» PROVIDED RECORDS
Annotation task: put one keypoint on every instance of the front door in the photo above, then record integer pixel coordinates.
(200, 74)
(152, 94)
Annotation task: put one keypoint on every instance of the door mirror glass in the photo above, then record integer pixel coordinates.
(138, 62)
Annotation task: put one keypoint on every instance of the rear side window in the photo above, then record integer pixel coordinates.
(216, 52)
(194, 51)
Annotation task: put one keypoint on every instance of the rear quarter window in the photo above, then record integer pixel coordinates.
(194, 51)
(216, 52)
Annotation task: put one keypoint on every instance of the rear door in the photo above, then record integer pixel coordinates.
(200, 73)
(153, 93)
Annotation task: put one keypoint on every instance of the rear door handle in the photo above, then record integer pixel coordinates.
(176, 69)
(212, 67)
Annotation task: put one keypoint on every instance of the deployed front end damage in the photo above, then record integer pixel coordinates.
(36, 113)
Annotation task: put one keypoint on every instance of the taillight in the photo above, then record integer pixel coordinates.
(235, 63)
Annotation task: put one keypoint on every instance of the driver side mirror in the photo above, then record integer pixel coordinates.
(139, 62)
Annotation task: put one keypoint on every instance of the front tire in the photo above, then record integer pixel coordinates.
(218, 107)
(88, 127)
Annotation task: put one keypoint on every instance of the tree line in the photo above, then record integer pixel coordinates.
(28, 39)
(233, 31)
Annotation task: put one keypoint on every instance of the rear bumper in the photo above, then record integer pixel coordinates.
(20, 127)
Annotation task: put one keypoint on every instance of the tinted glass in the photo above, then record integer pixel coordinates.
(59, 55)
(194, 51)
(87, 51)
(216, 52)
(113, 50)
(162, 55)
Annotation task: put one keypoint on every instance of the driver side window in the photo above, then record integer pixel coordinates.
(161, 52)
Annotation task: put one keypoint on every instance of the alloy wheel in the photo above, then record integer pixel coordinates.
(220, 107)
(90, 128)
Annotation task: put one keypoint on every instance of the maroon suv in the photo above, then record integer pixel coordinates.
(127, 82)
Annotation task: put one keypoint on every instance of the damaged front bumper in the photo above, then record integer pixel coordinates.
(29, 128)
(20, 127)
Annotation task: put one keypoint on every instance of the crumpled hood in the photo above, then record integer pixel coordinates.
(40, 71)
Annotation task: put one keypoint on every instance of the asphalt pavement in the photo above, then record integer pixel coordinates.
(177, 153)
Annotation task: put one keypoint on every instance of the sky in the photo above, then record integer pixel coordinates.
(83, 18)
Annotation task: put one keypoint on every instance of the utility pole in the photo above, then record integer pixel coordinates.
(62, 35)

» EXERCISE DIRECTIONS
Please copy all of the material above word for word, with nothing changed.

» OUTPUT FOR THIS TASK
Annotation task: put one keypoint on every instance of the front door in the photo above, then record integer pixel coordinates.
(200, 74)
(152, 94)
Annotation task: put one keypoint on every instance of the door mirror glass in the photo above, then record integer pixel coordinates.
(138, 62)
Annotation task: put one keypoint on every instance of the rear side window in the photo above, then record integer pixel coordinates.
(216, 52)
(194, 51)
Annotation task: put one keypoint on every instance of the rear quarter window in the photo above, then record integer pixel coordinates.
(194, 51)
(216, 52)
Annotation task: put one keypoint on every instance of the rear door in the photo above, then record integer pixel coordinates.
(200, 73)
(153, 93)
Annotation task: put one keypoint on every instance of the rear door handle in the photo above, then record integer pixel coordinates.
(176, 69)
(212, 67)
Annotation task: put one keypoint on every instance of the deployed front end damage in the photo above, then record integer pixel coordinates.
(36, 113)
Annotation task: put one keypoint on every instance of the taillight in the photo above, then record integer pixel coordinates.
(235, 63)
Annotation task: put one keypoint on every instance of the driver side mirror in the photo above, then record integer pixel coordinates.
(139, 62)
Annotation task: put one keypoint on every instance of the front tire in the photo above, then record integer pixel coordinates.
(218, 107)
(88, 127)
Annotation task: put one keypoint on every instance of the tree line in the photo above, then record integer pixel coordinates.
(28, 39)
(233, 31)
Annotation task: put one keypoint on every instance of the rear bumper in the photo above, then record integer pixel coordinates.
(20, 127)
Annotation task: put one keypoint on every instance of the tinted glass in the photo above, then record integer pixel coordinates.
(59, 55)
(194, 51)
(87, 51)
(216, 52)
(113, 50)
(162, 55)
Annotation task: put one keypoint on every instance of the driver side window in the photo above, then record integer pixel coordinates.
(161, 52)
Annotation task: put one keypoint on every instance of the alloy wheel in the photo above, then record integer pixel coordinates.
(220, 107)
(90, 128)
Annotation task: put one keypoint on every instance of the maroon suv in the photo above, then record integer pixel coordinates.
(127, 82)
Annotation task: put one keypoint on every instance of the damaged front bumper in the photo above, then record integer pixel coordinates.
(29, 128)
(20, 127)
Annotation task: put one keypoint on every instance of the crumpled hood in the photo above, then record integer pixel coordinates.
(40, 71)
Annotation task: put one keypoint on every instance of the asphalt pavement in the photo above, then record integer pixel coordinates.
(177, 153)
Annotation task: put one keypoint on every instance of the sky in the photo above, then record integer pixel coordinates.
(83, 18)
Annotation task: put one keypoint on every instance of the utility pole in the photo above, then record integer pixel coordinates.
(62, 35)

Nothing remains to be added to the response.